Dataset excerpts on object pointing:
+++++

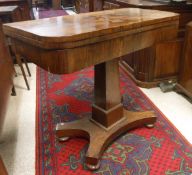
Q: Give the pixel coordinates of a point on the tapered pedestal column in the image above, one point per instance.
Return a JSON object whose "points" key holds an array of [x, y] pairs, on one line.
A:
{"points": [[109, 119]]}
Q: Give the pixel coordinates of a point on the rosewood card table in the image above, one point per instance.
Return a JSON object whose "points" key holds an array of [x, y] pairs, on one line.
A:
{"points": [[66, 44]]}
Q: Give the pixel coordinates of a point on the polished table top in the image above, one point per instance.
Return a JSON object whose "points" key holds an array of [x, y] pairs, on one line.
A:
{"points": [[84, 26], [71, 43]]}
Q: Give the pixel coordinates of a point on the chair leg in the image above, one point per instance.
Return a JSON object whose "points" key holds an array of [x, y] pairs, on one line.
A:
{"points": [[13, 93], [18, 58], [26, 64]]}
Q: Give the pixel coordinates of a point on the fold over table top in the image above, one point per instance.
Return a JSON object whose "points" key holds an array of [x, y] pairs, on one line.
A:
{"points": [[49, 33]]}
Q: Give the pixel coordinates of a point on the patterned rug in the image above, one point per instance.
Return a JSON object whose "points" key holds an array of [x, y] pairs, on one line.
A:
{"points": [[142, 151]]}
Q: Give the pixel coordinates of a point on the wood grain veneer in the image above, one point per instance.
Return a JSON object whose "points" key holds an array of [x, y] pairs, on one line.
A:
{"points": [[70, 43]]}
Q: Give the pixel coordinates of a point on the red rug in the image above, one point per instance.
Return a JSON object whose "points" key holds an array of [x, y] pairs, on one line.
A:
{"points": [[157, 151]]}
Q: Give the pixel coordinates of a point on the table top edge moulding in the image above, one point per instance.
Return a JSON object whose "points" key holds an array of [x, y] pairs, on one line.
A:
{"points": [[84, 26], [88, 48]]}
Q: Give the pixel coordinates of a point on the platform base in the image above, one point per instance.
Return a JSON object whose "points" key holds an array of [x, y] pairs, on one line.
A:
{"points": [[98, 136]]}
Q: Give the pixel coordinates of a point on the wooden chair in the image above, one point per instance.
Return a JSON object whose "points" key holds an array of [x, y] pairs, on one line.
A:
{"points": [[6, 82]]}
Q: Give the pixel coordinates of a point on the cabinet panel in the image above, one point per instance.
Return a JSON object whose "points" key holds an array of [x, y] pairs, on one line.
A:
{"points": [[167, 59]]}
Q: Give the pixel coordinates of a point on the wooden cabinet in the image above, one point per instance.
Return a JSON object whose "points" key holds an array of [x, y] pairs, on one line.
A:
{"points": [[153, 65], [6, 70], [185, 77], [83, 6]]}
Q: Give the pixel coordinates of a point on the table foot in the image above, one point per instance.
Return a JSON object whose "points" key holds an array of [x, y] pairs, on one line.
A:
{"points": [[100, 137]]}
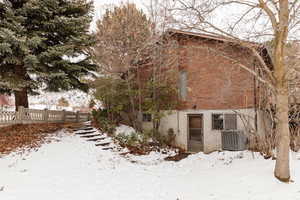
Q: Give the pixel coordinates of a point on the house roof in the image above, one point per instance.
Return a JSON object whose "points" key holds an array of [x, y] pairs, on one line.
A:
{"points": [[261, 48]]}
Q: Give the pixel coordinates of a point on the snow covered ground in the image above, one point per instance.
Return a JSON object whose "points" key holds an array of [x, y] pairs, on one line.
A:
{"points": [[73, 169]]}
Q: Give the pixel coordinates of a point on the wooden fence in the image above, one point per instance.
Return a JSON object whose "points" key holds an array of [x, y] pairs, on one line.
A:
{"points": [[28, 116]]}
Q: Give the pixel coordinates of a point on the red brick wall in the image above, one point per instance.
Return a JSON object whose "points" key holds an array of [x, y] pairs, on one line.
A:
{"points": [[214, 80]]}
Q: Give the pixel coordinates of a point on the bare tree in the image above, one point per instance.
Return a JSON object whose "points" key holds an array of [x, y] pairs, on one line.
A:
{"points": [[248, 21]]}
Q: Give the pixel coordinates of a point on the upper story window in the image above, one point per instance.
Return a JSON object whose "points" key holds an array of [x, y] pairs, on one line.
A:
{"points": [[183, 85], [224, 121]]}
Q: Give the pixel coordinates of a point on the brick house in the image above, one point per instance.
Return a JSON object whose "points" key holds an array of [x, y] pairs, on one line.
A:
{"points": [[215, 92]]}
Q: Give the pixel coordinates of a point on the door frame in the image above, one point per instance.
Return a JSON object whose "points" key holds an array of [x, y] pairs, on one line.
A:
{"points": [[188, 128]]}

+++++

## Task requirements
Rewrite all the records, changing every "in the image above" to "in this image" and leaving everything else as it is. Omit the pictures from your answer.

## Result of this exercise
Q: Give the pixel coordinates of a point on the tapered pedestal column in this image, one point per instance.
Return a JSON object whose "points" key holds an array of [x, y] pairs, on one line.
A:
{"points": [[109, 119]]}
Q: Give the pixel coordinates of a point on the rosewood card table in this image, one point per instance.
Return a JSON object whose "points" key holds an array of [x, y] pairs, on one line.
A:
{"points": [[66, 44]]}
Q: Give the pixel coordinates of a point on the polished table top in this image, one point per instance.
Return a JSON object whose "points" key holds an array of [x, y] pairs, on one line.
A:
{"points": [[84, 26], [71, 43]]}
Q: Give the pixel coordinates of a point on the chair leg in this image, one point per instance.
Return a JSON object whose "points" key holds an array of [x, y] pairs, on one line.
A:
{"points": [[13, 93], [18, 58], [26, 64]]}
Q: Give the pixel coordinates of a point on the fold over table top in this image, one point per instance.
Return a JSON object whose "points" key holds an array of [x, y] pairs, on one line.
A:
{"points": [[49, 33]]}
Q: Give the pixel coordinates of a point on the patterned rug in this image, one point per instance.
Return a JSON object whose "points" key holds an array of [x, y] pairs, on one line.
A:
{"points": [[142, 151]]}
Q: Give the pixel coordinates of a point on the wood grain veneer in this image, one point per instance.
Return a JSON object whose "points" key holds an array of [x, y] pairs, on one line.
A:
{"points": [[70, 43]]}
Q: Give the pixel coordinates of a point on the red rug in this image, one point per instance.
Return a JSON object whose "points" key holds an array of [x, y] pairs, on one line.
A:
{"points": [[157, 151]]}
Q: Give the pixel coordinates of a point on the table top edge moulding in this image, one point per instance.
Return a JSON object whose "points" key holds an array of [x, y] pairs, on one line.
A:
{"points": [[84, 26], [88, 48]]}
Q: Give the pixel coordinates of a point on the platform base in this image, one point per instance.
Return a JSON object whose "points" key holds an array of [x, y] pairs, on one line.
A:
{"points": [[98, 136]]}
Q: Give the pixel coordinates of a point on the wooden chair in this image, one point per instance.
Return a JSON object whose "points" key holds an array of [x, y] pairs, on one line.
A:
{"points": [[6, 82]]}
Q: Give the pixel coordinates of a point on the cabinet panel in this image, one point per instance.
Return a JSON object whose "points" key holds an array of [x, y] pairs, on one line.
A:
{"points": [[167, 59]]}
Q: Give the pixel coordinates of a point on the wooden cabinet in this image, one point per instance.
Return a JSON object whose "points" key holds an array of [x, y] pairs, on one line.
A:
{"points": [[153, 65], [6, 70], [185, 77], [83, 6]]}
Q: Give the pixel coordinates of a point on the table foot in this image, one point per instance.
Return a JSON object whose "points" key holds an array of [x, y] pairs, on one line.
A:
{"points": [[100, 137]]}
Q: Give the pixel coordinates of a point on the house roof in this image, one point per instance.
Return a JSON object whose "points" key holds an array of [x, y] pairs, on one line.
A:
{"points": [[261, 48]]}
Q: Give the pixel coordinates of a point on the snow covered ground in this image, one point per instance.
Return a JSON object whose "points" key holds an array of [x, y] pairs, on one line.
A:
{"points": [[73, 169]]}
Q: Give the pixel coordinates of a point on the wooden fence in this image, one point per instance.
Return a JSON object whose "points" key holds an array of [x, y] pairs, on one line.
A:
{"points": [[28, 116]]}
Q: Give the pixel coordinates of a point on the red brick wall in this image, one point per instance.
Return a JSON object whose "points" key holds an array of [x, y] pairs, on one line.
A:
{"points": [[214, 80]]}
Q: Give the pixel coordinates of a point on the bare tree in this image, one point per instance.
Return a JSON object whose "points" key holds an array of [x, y] pairs, on one line.
A:
{"points": [[248, 21]]}
Q: Give the pixel coordinates of a point on the upper story window in this image, one point per instance.
Return a JSON object whose "points" key holds an array of [x, y] pairs, on one line.
A:
{"points": [[183, 85], [224, 121]]}
Q: Give the pixel coordinates of a point on the brick house in this image, one point per instance.
Return a JSON object whose "points" key holds an array of [x, y] pairs, on one line.
A:
{"points": [[215, 92]]}
Q: Give the pixel coordinates of a point on the door frame in this image, one point per instance.
Return a JSON object whose "points" key holds an array of [x, y] pairs, on one line.
A:
{"points": [[188, 128]]}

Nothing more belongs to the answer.